--- EXERCICE PROPOSÉ 1 ---
Réécris plus brièvement le paragraphe de l’extrait ci-dessous qui commence par « On avait, avec Lars Vogt », sans perdre ses faits principaux.

En mars, je n’ai pas beaucoup fréquenté les salles de concert. J’ai plutôt consacré mes soirées à éplucher les trop nombreux journaux auxquels j’ai souscrit un abonnement. Je ne sais toujours pas comment apprivoiser la culpabilité qui vient avec ce privilège. Écouter des belles choses alors que des millions d’enfants sont venus grossir les rangs des réfugiés en à peine quelques semaines..
On avait, avec Lars Vogt, un chef qui avait pris très clairement position le 24 février au matin, un orchestre qui avait aussitôt relayé sur twitter les propos de son directeur musical sans « attendre d’éventuelles consignes du gouvernement », un fantastique soliste qui avait été manifester avec une centaine de milliers d’autres berlinois contre l’invasion russe le 26 février. Et des recettes de billetterie que l’orchestre avait souhaité entièrement reverser à Emmaus. Pour aller à ce concert, je n’ai pas eu à négocier longtemps avec ma conscience.

[Relevés de pointage d’objets nommés]
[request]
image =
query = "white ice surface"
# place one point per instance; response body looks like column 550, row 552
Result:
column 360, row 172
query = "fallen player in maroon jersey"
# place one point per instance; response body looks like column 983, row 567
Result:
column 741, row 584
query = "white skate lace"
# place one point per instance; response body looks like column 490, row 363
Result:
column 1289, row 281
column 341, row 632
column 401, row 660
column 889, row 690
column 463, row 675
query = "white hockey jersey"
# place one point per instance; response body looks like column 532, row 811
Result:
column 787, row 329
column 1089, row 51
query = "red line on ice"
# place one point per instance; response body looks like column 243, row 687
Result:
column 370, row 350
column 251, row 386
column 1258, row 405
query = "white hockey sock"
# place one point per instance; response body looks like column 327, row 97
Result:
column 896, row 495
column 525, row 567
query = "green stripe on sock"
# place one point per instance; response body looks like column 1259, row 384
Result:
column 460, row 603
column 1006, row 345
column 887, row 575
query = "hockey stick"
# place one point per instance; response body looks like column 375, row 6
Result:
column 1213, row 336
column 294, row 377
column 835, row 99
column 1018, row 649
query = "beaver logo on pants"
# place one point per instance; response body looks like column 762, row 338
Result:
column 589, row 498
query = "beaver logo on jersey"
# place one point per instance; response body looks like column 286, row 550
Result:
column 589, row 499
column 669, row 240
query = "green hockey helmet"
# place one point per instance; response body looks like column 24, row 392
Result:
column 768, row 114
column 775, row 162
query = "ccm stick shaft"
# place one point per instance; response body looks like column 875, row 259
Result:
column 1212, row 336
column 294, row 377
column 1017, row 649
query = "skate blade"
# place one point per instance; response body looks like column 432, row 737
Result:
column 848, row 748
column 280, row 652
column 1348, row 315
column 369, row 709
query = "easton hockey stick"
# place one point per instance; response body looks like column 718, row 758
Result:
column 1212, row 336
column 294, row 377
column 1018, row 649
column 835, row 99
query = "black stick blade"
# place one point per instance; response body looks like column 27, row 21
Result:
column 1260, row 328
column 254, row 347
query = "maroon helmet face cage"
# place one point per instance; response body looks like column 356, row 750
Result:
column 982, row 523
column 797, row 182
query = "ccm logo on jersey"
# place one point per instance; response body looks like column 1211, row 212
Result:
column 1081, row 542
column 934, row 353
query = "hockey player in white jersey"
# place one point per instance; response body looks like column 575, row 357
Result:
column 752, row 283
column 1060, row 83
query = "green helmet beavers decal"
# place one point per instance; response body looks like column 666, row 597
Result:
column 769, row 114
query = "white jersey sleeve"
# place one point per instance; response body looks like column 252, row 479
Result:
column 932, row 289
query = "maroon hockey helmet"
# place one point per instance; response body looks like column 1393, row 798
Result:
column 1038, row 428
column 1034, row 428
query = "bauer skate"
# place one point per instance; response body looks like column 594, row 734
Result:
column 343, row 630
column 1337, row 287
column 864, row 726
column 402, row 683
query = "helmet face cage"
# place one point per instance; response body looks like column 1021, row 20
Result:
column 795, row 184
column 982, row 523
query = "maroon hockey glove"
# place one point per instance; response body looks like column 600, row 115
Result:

--- EXERCICE PROPOSÉ 2 ---
Présente sous forme de liste numérotée les lignes du listing, en commençant à sa toute première ligne et en t’arrêtant après celle qui contient « column 463, row 675 ». Omets les lignes vides.

--- RÉPONSE RÉDIGÉE 1 ---
Le chef Lars Vogt avait pris clairement position le 24 février au matin. L’orchestre avait aussitôt relayé ses propos sur Twitter sans attendre d’éventuelles consignes du gouvernement. Le soliste avait manifesté le 26 février contre l’invasion russe avec une centaine de milliers d’autres Berlinois. L’orchestre souhaitait en outre reverser toute la recette de billetterie à Emmaus. Aller à ce concert n’a donc pas demandé de longue négociation avec sa conscience.

--- RÉPONSE RÉDIGÉE 2 ---
1. [request]
2. image =
3. query = "white ice surface"
4. # place one point per instance; response body looks like column 550, row 552
5. Result:
6. column 360, row 172
7. query = "fallen player in maroon jersey"
8. # place one point per instance; response body looks like column 983, row 567
9. Result:
10. column 741, row 584
11. query = "white skate lace"
12. # place one point per instance; response body looks like column 490, row 363
13. Result:
14. column 1289, row 281
15. column 341, row 632
16. column 401, row 660
17. column 889, row 690
18. column 463, row 675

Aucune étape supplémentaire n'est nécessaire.